Señor Jesús, de la misma manera como Tú te acercaste a la Samaritana y buscaste que ella se encontrara consigo misma y así contigo,…así también te pedimos que nos ayudes a mirar nuestro corazón y ver cómo estamos viviendo nuestra fe en ti, para ser conscientes de nuestra situación y nuestra realidad, para que Tú puedas ayudarnos a vivir como Tú quieres y esperas de nosotros. Por eso Señor, te pedimos que nos ayudes a encontrarnos a nosotros mismos dejando que Tú nos transformes interiormente, como lo hiciste con la Samaritana. Que así sea.

2. Texto y comentario

2.1. Lectura del primer libro de Samuel 16, lb. 6-7. 10-13a

En aquellos días, el Señor dijo a Samuel: -«Llena la cuerna de aceite y vete, por encargo mío, a Jesé, el de Belén, porque entre sus hijos me he elegido un rey.» Cuando llegó, vio a Elías y pensó: -«Seguro, el Señor tiene delante a su ungido.» Pero el Señor le dijo: -«No te fijes en las apariencias ni en su buena estatura. Lo rechazo. Porque Dios no ve como los hombres, que ven  la apariencia; el Señor ve el corazón.» Jesé hizo pasar a siete hijos suyos ante Samuel; y Samuel le dijo: -«Tampoco a éstos los ha elegido el Señor.» Luego preguntó a Jesé: -«¿Se acabaron los muchachos?» Jesé respondió: -«Queda el pequeño, que precisamente está cuidando las ovejas.» Samuel dijo: -«Manda por él, que no nos sentaremos a la mesa mientras no llegue. » Jesé mandó a por él y lo hizo entrar: era de buen color, de hermosos ojos y buen tipo. Entonces el Señor dijo a Samuel: -«Anda, úngelo, porque es éste.»

## FILAS MOSTRADAS
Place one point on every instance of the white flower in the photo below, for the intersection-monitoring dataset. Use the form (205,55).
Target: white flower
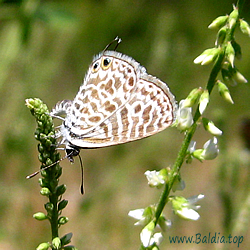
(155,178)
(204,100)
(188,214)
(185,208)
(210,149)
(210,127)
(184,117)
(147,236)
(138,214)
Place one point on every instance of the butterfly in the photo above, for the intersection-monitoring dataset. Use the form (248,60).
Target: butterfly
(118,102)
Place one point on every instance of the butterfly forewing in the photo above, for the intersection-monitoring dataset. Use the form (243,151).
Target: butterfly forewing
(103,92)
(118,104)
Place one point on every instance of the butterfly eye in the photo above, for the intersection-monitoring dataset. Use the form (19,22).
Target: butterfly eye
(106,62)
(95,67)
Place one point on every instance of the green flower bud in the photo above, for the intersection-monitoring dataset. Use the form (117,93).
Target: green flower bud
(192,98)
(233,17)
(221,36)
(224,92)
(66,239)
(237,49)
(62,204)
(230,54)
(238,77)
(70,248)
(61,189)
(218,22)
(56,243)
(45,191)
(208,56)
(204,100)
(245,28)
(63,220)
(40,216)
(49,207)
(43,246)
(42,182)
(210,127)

--

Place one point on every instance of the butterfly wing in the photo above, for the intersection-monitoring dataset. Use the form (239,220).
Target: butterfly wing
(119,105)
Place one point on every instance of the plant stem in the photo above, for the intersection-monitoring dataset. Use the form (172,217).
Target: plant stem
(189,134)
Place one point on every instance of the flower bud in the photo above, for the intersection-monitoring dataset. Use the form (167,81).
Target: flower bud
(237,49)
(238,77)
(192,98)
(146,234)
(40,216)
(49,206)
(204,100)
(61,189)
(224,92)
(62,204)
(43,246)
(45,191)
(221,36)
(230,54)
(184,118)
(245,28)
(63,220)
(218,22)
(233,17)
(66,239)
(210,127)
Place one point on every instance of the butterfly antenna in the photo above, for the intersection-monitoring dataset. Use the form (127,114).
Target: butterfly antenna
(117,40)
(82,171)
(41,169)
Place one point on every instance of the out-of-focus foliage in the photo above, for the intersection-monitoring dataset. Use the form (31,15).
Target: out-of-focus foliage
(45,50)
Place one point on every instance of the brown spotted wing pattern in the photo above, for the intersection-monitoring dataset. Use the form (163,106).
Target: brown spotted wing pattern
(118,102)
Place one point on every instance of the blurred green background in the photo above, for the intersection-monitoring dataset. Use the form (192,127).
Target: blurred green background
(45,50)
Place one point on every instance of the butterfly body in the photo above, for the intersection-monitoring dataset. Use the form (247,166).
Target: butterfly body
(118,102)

---

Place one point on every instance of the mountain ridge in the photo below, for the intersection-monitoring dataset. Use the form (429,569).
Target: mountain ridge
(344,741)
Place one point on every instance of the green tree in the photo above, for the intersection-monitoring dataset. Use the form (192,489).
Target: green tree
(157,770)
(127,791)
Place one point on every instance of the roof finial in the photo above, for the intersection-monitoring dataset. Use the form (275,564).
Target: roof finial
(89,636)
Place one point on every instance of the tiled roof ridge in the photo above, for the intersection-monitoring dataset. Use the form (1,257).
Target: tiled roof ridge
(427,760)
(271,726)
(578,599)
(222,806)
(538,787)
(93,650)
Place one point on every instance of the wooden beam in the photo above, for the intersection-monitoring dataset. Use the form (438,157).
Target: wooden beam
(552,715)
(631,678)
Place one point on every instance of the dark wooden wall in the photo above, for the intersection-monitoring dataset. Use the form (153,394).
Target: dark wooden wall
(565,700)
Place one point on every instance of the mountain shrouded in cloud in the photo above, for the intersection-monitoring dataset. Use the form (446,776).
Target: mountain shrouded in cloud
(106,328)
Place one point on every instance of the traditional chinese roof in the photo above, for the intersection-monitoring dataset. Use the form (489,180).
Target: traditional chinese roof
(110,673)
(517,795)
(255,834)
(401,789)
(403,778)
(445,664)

## OBJETIVO
Prolonga el texto sobre la lectura del primer libro de Samuel desde su última oración.

## RESPUESTA
Samuel unge a David rey de Israel.

Dios ha desechado ya a Saúl, el pri­mero de los reyes. Su dinastía no se consolidará en el pueblo de Israel. Dios mismo fue quien lo eligió y fue también el mismo profeta Samuel quien lo un­gió como rey. Saúl no ha sabido responder, no obstante, a la elección de que fue objeto; se mostró osado y desobediente. Dios lo aparta de sí y elige para sí y para su pueblo un nuevo jefe, uno que responda a los deseos de su cora­zón. Estamos a los comienzos de la monarquía. La intervención palpable de Dios se hace, por tanto, más necesaria, ya que no hay todavía en el pueblo una tradición firme y avalada por los años. Saúl seguirá, es verdad, rei­nando por un tiempo, hasta su muerte, ocurrida trágicamente; pero su ruina ya está decretada. David es elegido rey. Pasarán unos cuantos años hasta que la elección se haga una realidad de hecho. Queda ya, desde este momento, claro que la su­bida de David al trono se debe a la propia elección de Dios. Samuel lo ha consagrado en su «nombre», lo ha «ungido».

David es el «ungido» de Dios. Con él comienza una serie privilegiada de «ungidos» que preparan al «Ungido» por excelencia. De la Casa de David na­cerá el Mesías, el Cristo, precisamente en Belén, donde ahora Samuel unge a David como rey de Israel. Pronto, dice el texto – ausente en la lectura – se hace visible en él la acción del Espíritu de Dios. David es un carismático; se le confiere un carisma en orden al gobierno. El debe representar a Dios en el oficio de regir. En cierto sentido se suma su persona a la serie de jefes y jue­ces que hasta ahora han regido a Israel, con la particularidad de que ahora él un monarca y de que su dinastía será para siempre. El Espíritu de Dios lo formará. Con él comienza una de las más antiguas y apreciadas institucio­nes de Israel. Con él comienza en cierto sentido el mesianismo, por lo menos el mesianismo «real».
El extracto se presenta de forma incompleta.